Article:
==============================

In addition, candle manufacturers introduce new hues and shades each year, reflecting the emerging color trends in interior design and fashion.
Although candle color is the second-most important factor (after fragrance) for influencing consumer purchasing decisions, color and fragrance are closely linked. In fact, research has shown that consumers expect the color of a scented candle to mirror their psychological perception of the fragrance. A cinnamon-scented candle, for example, is expected to fall somewhere in the red-bronze palette, while “mountain breeze” draws expectations of a candle in the pale blue or green shades.
Reputable candle manufacturers must combine the art and beauty of color with the science of candle formulation to develop aesthetically pleasing candles that will burn properly and safely. Selecting the proper type and amount of colorant to use in a candle will vary according to the type of wax, wick and fragrance used in formulating the candle.
Dyes vs. Pigments
Specially-formulated pigments and dyes are used to color candles. Dyes have different properties from pigments, and are used to create varying effects. In general, pigments are used to coat the outside of a candle with color, while dyes are used to color the candle throughout.
Available in both liquid and powder form, dyes give a candle its translucent color. Dyes also provide the candlemaker with a large degree of control over a color’s shade. Because dyes are easily combustible, they will not clog a wick, and generally have a minimal effect on the burn performance of a candle with color.
Pigments are microscopic, suspended color particles that create a solid wall of color, similar to paint. They do not dissolve, migrate or “bleed,” and thus are not as susceptible to color fade as dyes. Pigments usually do not burn well, and the color particles will clog a wick if burned. This makes them unsuitable for a candle that is colored throughout and meant to be burned, but useful for coating the outside of the candle.
Both pigments and dyes are safe when used as intended, and there are no known health concerns with either type of colorant. NCA members use high-quality dyes and pigments that are recognized as safe for combustion.
Reputable candle manufacturers work closely with colorant companies to develop color formulations that will match the burn characteristics of the candle and provide the exact desired shade.
The addition of colorants will not cause a properly-formulated candle to soot. Sooting is primarily a function of wick length and flame disturbance.
Candle dyes can be affected by heat, light, fragrance and other agents in a candle. These harmless reactions can slightly alter a candle’s color over time, but will not affect the candle’s burn properties or safety.

==============================

Exercise aim:
Answer these questions from the article on candle color, one per line:
(a) Which factor ranks above color in influencing consumer purchasing decisions?
(b) In what two forms are dyes available?
(c) What is sooting primarily a function of?

==============================

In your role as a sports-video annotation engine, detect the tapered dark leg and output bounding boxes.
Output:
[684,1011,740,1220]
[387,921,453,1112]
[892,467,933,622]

==============================

Exercise answer:
(a) Fragrance.
(b) Liquid and powder.
(c) Wick length and flame disturbance.